## Page excerpt
>> Start

On this page:
- Explaining Natural Search to business managers
- Improving indexing; mostly a technical task
- Improving ranking; mostly a business/marketing strategy
- What works now may not work in the future
- It takes time
- Terminology confuses matters?
A common expectation (from both technical and non-technical people alike) I find is that web developers should be able to develop sites in such a way that they will rank higher.
I have seen IT tenders that requires a site that “must” appear on the first page of a search query. From a business perspective, this requirement is understandable. However, for an IT/web development/search company to somehow guarantee this is misleading and irresponsible. However, it is an opportunity to explain “natural search.”

>> End

## To do
a: From the page on natural search, extract the passage that opens with the words containing "A common expectation" and closes with "will rank higher.".
b: According to the page on natural search, what have some IT tenders required of a site?
c: Carry on the page on natural search from its final sentence.
The records that come next are separate material, unrelated to the page on natural search.

Labeled photos with boxes:
>> Start

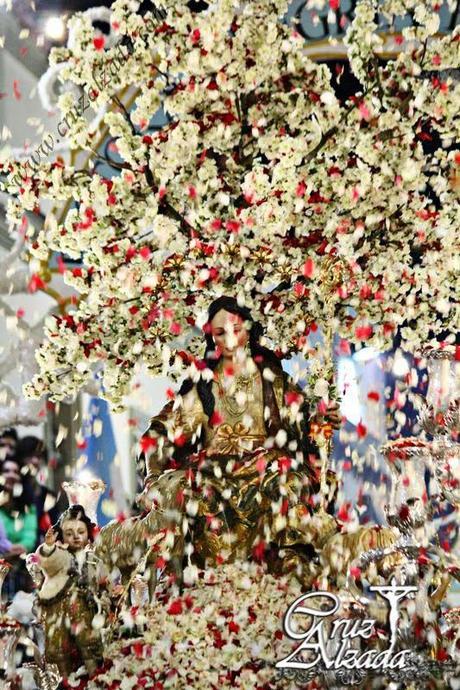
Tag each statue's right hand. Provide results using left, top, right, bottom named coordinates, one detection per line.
left=45, top=527, right=57, bottom=546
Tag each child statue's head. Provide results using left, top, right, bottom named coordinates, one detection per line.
left=57, top=505, right=95, bottom=552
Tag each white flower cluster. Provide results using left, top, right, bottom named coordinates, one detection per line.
left=4, top=0, right=460, bottom=407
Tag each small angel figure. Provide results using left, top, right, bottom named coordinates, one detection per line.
left=34, top=505, right=110, bottom=677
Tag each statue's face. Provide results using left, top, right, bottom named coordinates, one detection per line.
left=211, top=309, right=249, bottom=357
left=62, top=520, right=89, bottom=551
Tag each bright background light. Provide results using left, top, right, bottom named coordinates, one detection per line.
left=44, top=15, right=66, bottom=41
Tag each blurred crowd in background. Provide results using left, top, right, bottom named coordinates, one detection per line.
left=0, top=428, right=68, bottom=600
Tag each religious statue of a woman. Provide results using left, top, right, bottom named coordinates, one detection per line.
left=127, top=296, right=339, bottom=577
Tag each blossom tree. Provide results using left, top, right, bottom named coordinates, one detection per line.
left=3, top=0, right=460, bottom=406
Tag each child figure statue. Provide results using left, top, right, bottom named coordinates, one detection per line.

>> End

## Task responses
a:
A common expectation (from both technical and non-technical people alike) I find is that web developers should be able to develop sites in such a way that they will rank higher.

b: That it must appear on the first page of a search query.

c:
Explaining Natural Search to business managers
I usually try to explain that natural search engine optimisation (SEO) involves at least two areas:
- Search engine indexing
- Getting search engines inside your site to understand the content
- Search engine ranking
- Determining how to rank the content
I then try to explain that the issues/techniques for each of these areas can be quite different (some may overlap though) and I often sum it as:
- Improving indexing is mostly a technical task
- Improving ranking is mostly a business/marketing strategy
- What might work now may not work in the future
- It takes time
Improving indexing; mostly a technical task
Technical things that web developers do typically helps increase the chance a site is indexed well. For example (in no particular order, and not a complete list!):
- Sufficiently clean URLs to avoid page weight dilution. This usually means trying to ensure that everyone uses the same link to a given page, with no variation in the way querystrings or paths are written (else the search engines will assume these are different pages)
- Good use of the
<title>element as well as meta keywords and descriptions so that if a page does show up in the rankings, the summary information will be useful (these elements have little impact on ranking these days, but are useful for indexing).
- Proper use of redirects and other HTTP status codes to help search engines follow or not follow certain pages. For example, an HTTP 302 is for a temporary redirect and will not be followed by search engines. A 301 Permanent redirect will be.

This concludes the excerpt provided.